INPUT →
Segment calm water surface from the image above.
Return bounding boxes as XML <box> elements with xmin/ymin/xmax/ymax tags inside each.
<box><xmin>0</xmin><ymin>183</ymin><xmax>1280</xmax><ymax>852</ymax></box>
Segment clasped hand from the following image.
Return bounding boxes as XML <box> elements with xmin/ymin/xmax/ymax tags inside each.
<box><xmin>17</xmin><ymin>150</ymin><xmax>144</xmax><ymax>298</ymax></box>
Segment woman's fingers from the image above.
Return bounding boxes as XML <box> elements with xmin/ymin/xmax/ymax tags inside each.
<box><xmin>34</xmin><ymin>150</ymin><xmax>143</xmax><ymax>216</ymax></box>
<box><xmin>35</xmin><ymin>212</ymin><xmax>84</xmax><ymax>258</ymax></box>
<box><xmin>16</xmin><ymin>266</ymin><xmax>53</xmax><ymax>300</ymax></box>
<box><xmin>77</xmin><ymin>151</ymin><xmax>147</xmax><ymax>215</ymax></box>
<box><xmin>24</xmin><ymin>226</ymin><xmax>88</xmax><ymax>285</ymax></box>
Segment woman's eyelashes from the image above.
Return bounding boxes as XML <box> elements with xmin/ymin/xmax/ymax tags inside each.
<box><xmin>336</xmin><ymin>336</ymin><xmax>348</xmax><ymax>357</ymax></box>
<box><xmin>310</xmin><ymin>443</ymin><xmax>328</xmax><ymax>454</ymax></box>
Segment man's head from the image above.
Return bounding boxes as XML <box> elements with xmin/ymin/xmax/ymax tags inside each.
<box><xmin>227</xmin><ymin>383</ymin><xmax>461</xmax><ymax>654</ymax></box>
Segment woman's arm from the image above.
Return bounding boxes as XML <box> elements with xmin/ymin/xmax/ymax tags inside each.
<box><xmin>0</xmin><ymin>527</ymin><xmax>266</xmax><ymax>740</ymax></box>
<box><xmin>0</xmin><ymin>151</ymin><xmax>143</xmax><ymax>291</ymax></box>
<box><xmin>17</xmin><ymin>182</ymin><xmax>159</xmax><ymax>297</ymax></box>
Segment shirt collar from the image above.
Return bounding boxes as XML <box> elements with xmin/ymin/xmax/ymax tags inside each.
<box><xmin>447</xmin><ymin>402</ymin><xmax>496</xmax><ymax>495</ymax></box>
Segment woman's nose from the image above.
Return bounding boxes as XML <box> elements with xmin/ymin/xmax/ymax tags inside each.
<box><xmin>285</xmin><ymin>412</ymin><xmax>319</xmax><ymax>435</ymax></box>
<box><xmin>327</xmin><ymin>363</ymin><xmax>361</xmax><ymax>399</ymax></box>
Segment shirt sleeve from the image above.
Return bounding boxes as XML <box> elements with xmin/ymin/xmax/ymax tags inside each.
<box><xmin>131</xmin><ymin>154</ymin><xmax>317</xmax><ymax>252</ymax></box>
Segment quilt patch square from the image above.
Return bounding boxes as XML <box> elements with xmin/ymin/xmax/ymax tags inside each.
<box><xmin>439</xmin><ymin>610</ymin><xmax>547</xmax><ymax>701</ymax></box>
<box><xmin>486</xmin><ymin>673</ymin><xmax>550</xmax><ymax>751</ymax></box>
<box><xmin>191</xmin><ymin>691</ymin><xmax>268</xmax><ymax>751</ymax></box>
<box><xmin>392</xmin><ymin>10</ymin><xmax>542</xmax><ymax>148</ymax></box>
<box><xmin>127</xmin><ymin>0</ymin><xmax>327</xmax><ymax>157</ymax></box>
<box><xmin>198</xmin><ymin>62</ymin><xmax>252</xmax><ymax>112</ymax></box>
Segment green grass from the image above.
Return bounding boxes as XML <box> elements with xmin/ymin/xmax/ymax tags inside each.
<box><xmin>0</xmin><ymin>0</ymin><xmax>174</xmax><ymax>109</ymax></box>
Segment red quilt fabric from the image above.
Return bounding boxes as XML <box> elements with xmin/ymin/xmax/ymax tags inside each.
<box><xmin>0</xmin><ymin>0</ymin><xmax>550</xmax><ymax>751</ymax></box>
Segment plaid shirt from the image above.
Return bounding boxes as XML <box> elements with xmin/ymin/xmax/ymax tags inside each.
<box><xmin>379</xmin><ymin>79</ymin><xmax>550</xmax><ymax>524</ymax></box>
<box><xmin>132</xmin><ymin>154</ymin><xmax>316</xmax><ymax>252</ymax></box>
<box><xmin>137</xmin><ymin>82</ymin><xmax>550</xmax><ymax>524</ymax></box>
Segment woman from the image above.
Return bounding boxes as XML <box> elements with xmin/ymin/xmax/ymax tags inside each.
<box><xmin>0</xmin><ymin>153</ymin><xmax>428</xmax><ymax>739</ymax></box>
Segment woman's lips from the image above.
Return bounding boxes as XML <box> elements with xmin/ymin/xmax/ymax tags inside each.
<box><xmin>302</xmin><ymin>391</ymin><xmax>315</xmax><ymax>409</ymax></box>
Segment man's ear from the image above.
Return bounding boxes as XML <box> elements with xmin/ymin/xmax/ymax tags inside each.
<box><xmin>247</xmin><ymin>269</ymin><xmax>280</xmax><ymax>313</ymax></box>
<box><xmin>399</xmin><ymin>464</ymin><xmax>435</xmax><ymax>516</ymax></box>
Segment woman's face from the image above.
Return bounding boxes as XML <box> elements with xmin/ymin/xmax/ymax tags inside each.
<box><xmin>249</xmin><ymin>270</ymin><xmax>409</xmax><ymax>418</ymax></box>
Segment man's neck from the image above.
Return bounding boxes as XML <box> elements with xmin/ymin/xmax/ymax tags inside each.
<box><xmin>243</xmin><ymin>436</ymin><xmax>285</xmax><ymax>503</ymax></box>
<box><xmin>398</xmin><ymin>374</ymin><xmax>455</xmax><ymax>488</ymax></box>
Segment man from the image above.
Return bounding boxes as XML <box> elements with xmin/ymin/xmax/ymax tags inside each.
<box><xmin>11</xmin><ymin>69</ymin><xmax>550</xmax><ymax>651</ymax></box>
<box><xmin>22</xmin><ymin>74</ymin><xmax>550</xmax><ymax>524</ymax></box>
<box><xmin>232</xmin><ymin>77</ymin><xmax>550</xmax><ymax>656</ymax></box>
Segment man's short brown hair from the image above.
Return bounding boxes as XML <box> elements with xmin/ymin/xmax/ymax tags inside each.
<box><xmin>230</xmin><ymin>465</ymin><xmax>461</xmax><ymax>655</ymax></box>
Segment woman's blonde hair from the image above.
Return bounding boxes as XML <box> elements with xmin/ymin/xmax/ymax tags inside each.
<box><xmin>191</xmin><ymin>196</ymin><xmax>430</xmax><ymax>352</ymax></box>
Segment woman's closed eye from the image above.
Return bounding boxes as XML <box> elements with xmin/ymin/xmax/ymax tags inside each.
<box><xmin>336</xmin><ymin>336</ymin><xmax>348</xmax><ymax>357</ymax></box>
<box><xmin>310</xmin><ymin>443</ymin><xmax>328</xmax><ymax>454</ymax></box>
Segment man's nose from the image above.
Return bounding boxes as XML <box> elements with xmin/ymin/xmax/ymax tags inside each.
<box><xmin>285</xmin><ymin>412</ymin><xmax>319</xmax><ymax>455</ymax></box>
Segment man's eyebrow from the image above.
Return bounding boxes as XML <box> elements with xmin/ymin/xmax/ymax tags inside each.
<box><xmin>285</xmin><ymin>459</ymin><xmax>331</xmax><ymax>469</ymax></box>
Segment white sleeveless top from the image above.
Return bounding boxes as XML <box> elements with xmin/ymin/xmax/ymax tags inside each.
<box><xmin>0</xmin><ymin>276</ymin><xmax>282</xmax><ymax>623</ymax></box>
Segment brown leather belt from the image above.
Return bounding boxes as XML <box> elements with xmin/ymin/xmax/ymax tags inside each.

INSTRUCTION → Rewrite the stretch of rows from the line containing "Segment man from the image above." through the end of the rows as a JSON list of strings, one string per line, leaving out any blank lines.

CORRECT ANSWER →
[
  "Segment man from the image above.",
  "Return bounding boxes as XML <box> elements with xmin/ymin/xmax/ymax tags inside each.",
  "<box><xmin>11</xmin><ymin>69</ymin><xmax>550</xmax><ymax>651</ymax></box>",
  "<box><xmin>22</xmin><ymin>74</ymin><xmax>550</xmax><ymax>524</ymax></box>",
  "<box><xmin>232</xmin><ymin>77</ymin><xmax>550</xmax><ymax>656</ymax></box>",
  "Segment man's short brown hair from the image above.",
  "Return bounding boxes as XML <box> elements with xmin/ymin/xmax/ymax tags inside each.",
  "<box><xmin>230</xmin><ymin>465</ymin><xmax>461</xmax><ymax>655</ymax></box>",
  "Segment woman's blonde hair from the image above.",
  "Return bounding boxes as XML <box> elements with xmin/ymin/xmax/ymax tags inside each.",
  "<box><xmin>191</xmin><ymin>196</ymin><xmax>430</xmax><ymax>352</ymax></box>",
  "Segment woman's closed eye from the image above.",
  "Return bounding boxes as XML <box> elements with xmin/ymin/xmax/ymax tags inside each.",
  "<box><xmin>336</xmin><ymin>336</ymin><xmax>348</xmax><ymax>357</ymax></box>",
  "<box><xmin>310</xmin><ymin>443</ymin><xmax>328</xmax><ymax>454</ymax></box>",
  "Segment man's nose from the image above.",
  "Return bounding boxes as XML <box> elements with xmin/ymin/xmax/ymax tags inside each.",
  "<box><xmin>285</xmin><ymin>412</ymin><xmax>319</xmax><ymax>455</ymax></box>",
  "Segment man's eyebrow from the image above.",
  "Return bounding boxes as XML <box> elements with xmin/ymin/xmax/ymax tags inside each.",
  "<box><xmin>285</xmin><ymin>459</ymin><xmax>331</xmax><ymax>469</ymax></box>",
  "Segment white sleeveless top from the image above.",
  "Return bounding boxes as XML <box> elements with xmin/ymin/xmax/ymax tags inside each.",
  "<box><xmin>0</xmin><ymin>276</ymin><xmax>282</xmax><ymax>623</ymax></box>",
  "Segment brown leather belt from the image above.",
  "Return bounding boxes as XML <box> elements with xmin/ymin/xmax/ymax tags inside each."
]